#### [Texte fourni]
┌────────

Pépites #48, Around Jazz
Around Jazz, quelques pépites…
C’est du jazz… mais pas tout à fait non plus. Voici une collection de disques qui méritent qu’on leur rétrocède une oreille très attentive.
Stephan Thelen,
Fractal Guitar
Nous avons déjà croisé la destinée de ce guitariste suisse dans les « pépites ». Souvenez-vous du quartet Sonar et de l’album “Vortex”, enregistré pour le compte du label RareNoise. On retrouve Stephan Thelen en solo (mais accompagné) pour une démonstration de guitare fractale (soit, pour résumer, un jeu qui se base sur des «delays» rythmiques appuyés) et d’accords «tritones» (qui s’étendent sur des intervalles particulières). A moins que vous ne soyez vous-même un guitariste à la recherche de nouvelles aventures, ces considérations techniques ne vous touchent pas. A priori, nous non plus. La musique donc (et rien qu’elle). Ce qu’elle a à nous dire, ce que nous ressentons à son écoute. A ce niveau, rien à dire, ou plutôt que du bien. « Fractal Guitar » réunit cinq longues plages polyrythmiques (la plus courte atteint presque neuf minutes) qui permettent les développements les plus ingénieux. On entend des entrelacs de guitares (ils sont parfois cinq guitaristes à se relayer) qui se faufilent entre les battements métronomiques de Manuel Pasquinelli (Sonar) ou de Benno Kaiser. Robert Fripp (et ses « Frippertronics ») et Richard Pinhas sont les références qui sautent aux oreilles. Mais on pense aussi bien évidemment au jazz rock affété de David Torn, présent ici sur deux titres. Si cette musique nous renvoie vers des considérations techniques proches de la mathématique, elle invite aussi à la flânerie. Comme lorsque nous écoutions Pink Floyd, couché dans le noir et un casque vissé sur les oreilles. En pleine exploration de la face cachée de la lune…
Peter James,
There Is Only Now
Maintenons notre casque d’écoute sur les oreilles une petite heure encore. Pour entendre une nappe synthétique posée sur un rythme absent ou diffus. Un accord, un seul… Parfois deux, peut-être. Sur lequel viennent se greffer des instruments intermittents. Le hautbois, un arpège de piano, le scintillement d’une cymbale… Ou une voix plaintive (Jenny Jo Oakley et Saskia Dommisse au relais). Trois longs développements qui nous plongent en apnée dans l’univers sombre et poétique de Peter James. Un univers à la beauté délicate, entre Klaus Schulze et Dead Can Dance. Cette musique a été publiée en septembre 2012 en version (très) limitée à cinquante exemplaires (une enveloppe contenant trois cartes postales et un Cdr). Elle ressort aujourd’hui, toujours aussi pertinente et belle, via la plateforme Bandcamp.

└────────

#### [Lignes de données]
┌────────

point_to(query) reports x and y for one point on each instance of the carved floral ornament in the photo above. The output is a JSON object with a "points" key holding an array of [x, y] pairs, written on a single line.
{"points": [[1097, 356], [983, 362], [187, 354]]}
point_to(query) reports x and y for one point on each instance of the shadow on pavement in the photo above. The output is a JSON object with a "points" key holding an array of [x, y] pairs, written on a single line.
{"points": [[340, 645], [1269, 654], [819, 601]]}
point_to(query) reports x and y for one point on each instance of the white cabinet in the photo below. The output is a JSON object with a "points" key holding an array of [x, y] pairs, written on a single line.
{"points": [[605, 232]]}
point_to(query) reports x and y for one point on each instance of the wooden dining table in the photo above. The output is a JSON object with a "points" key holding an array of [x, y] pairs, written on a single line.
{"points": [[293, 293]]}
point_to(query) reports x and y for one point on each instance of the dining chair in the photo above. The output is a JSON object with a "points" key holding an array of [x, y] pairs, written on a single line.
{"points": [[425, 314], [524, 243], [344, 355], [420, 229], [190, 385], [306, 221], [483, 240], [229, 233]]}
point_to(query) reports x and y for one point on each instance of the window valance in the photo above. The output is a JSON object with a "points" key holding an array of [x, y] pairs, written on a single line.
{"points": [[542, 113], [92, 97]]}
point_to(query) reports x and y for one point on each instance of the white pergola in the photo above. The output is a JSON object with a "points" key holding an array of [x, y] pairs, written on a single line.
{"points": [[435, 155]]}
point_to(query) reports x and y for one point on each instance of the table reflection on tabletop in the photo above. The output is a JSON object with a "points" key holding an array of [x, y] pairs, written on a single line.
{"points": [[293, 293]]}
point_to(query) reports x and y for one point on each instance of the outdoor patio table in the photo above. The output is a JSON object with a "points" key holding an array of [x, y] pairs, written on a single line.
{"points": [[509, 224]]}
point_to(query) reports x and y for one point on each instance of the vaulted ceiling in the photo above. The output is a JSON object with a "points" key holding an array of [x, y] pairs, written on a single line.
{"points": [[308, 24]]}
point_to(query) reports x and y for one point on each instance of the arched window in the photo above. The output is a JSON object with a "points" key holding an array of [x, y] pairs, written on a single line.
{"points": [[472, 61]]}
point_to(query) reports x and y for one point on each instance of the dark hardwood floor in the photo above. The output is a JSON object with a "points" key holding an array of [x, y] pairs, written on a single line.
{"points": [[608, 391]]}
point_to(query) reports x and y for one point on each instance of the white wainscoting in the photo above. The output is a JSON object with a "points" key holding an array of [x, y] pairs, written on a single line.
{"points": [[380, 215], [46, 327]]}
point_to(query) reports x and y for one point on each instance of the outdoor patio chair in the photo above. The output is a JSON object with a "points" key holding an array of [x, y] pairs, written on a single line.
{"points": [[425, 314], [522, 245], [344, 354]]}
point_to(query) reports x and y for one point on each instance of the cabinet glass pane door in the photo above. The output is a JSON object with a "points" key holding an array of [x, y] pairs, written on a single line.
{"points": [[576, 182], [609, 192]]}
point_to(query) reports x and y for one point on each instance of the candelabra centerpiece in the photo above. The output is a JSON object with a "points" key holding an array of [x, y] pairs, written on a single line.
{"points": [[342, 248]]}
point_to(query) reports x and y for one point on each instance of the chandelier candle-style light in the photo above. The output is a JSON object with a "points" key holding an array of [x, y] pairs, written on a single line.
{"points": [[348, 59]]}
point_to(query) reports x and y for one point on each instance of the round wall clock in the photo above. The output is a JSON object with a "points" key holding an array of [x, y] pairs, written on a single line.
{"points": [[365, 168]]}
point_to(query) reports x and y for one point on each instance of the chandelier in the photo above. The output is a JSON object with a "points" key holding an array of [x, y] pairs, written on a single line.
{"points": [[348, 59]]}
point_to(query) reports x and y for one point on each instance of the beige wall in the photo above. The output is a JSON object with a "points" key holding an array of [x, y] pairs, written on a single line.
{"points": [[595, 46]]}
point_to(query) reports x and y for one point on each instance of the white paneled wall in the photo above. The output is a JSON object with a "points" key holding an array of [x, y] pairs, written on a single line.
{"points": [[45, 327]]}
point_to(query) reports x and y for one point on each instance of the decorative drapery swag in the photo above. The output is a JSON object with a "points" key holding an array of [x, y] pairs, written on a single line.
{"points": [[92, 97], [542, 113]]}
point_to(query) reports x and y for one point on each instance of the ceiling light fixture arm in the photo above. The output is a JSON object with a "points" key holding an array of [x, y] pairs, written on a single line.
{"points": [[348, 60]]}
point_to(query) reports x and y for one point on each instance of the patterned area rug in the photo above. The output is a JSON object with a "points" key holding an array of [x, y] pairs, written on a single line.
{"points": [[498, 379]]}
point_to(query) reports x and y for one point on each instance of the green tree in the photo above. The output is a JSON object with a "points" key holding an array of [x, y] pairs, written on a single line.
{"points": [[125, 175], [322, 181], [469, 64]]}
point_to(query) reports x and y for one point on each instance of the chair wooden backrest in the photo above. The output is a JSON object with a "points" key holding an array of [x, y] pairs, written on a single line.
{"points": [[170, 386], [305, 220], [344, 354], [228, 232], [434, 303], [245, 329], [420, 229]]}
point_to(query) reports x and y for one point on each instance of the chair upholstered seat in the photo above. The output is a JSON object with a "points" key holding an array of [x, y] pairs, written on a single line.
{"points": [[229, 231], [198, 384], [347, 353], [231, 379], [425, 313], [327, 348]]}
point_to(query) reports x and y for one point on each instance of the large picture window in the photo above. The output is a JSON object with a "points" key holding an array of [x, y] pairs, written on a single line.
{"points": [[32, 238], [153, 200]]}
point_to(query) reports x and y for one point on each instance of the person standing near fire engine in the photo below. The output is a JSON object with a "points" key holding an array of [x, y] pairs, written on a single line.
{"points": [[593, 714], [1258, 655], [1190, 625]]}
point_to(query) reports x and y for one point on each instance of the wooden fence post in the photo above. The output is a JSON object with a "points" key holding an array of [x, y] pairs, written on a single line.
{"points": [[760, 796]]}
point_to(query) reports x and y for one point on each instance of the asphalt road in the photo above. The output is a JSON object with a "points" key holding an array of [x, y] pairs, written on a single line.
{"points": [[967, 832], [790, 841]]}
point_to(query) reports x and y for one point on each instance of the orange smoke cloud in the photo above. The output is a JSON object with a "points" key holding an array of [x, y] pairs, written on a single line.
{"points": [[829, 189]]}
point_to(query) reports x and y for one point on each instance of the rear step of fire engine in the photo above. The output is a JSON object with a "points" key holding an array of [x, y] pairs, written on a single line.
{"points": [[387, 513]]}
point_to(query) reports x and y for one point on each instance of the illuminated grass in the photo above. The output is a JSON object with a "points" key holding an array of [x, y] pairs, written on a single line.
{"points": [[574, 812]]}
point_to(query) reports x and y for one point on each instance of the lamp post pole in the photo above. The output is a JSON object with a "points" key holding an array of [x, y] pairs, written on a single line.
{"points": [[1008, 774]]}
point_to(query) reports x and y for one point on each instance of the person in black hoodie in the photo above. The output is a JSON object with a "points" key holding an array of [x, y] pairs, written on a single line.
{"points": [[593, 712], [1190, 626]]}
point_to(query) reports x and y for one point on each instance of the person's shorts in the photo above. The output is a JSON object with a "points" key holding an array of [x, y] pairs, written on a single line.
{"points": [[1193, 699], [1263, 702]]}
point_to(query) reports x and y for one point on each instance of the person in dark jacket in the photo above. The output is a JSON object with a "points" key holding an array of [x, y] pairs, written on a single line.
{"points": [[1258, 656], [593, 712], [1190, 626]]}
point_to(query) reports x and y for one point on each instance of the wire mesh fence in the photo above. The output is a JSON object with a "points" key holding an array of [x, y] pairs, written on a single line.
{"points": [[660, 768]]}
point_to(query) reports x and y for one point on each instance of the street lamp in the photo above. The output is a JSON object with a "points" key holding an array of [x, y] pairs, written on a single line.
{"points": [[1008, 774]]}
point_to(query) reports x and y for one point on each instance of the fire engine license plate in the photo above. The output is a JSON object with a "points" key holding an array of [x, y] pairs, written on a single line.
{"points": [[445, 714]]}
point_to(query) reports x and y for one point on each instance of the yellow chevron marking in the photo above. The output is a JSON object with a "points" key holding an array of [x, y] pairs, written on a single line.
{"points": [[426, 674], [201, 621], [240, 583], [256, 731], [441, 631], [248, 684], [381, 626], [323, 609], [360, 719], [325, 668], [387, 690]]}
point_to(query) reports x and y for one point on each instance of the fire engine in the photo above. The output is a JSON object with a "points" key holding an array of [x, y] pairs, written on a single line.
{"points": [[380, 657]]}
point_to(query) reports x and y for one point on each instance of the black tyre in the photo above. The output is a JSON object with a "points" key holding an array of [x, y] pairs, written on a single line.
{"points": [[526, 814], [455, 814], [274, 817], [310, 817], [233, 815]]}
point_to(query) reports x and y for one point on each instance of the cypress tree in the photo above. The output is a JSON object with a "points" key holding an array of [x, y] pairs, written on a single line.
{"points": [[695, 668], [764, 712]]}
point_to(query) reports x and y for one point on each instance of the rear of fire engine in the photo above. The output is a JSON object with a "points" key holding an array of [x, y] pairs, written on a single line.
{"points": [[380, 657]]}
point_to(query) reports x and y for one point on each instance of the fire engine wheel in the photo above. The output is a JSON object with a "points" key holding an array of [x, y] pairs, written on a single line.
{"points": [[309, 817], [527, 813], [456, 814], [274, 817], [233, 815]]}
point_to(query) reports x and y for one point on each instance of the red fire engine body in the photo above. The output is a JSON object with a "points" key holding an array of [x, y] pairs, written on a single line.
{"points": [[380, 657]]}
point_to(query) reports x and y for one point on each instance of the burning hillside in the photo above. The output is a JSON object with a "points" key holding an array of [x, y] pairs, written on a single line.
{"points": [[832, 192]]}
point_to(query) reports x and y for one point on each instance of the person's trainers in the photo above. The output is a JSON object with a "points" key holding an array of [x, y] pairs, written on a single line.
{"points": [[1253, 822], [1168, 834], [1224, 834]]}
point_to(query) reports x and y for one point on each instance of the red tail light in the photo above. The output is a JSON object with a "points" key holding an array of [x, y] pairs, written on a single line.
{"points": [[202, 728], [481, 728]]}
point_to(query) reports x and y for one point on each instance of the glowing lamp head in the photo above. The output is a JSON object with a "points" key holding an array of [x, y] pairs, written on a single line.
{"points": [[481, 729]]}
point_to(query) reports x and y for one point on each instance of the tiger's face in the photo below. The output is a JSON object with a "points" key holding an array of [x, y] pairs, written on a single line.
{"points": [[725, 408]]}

└────────

#### [Consignes]
1: Selon la chronique Around Jazz, à combien d'exemplaires la musique de Peter James a-t-elle été publiée en septembre 2012 ?
2: Prolongez la chronique Around Jazz à partir de sa dernière phrase.

#### [Réponses par tâche]
1: À cinquante exemplaires.

2:
Building Instrument,
Mangelen Min
Les espaces sont aussi vastes que majestueux. La mer s’étend au loin en cognant les Fjords par vagues successives, dans un rythme mécanique. La splendeur des paysages, la rudesse du climat, induisent une imagination débordante, mystique même… C’est bien de tout cela qu’il est question dans ce troisième album du trio norvégien Building Instrument. De mélodies délicates et rêveuses, d’un folk ambient rarement entendu, tant cet univers musical singulier leur est personnel. Une voix fragile, un kit de percussions, une cithare et quelques machines jamais envahissantes. Rien de plus, sinon beaucoup de fantaisie, de subtilité et de mélancolie… On pense à l’electro-pop aventureuse éclose dans le grand Nord (Björk, Anja Garbarek, Stina Nordenstam, …). Mais tout ceci n’est-il peut-être qu’un rêve éveillé ? Magique !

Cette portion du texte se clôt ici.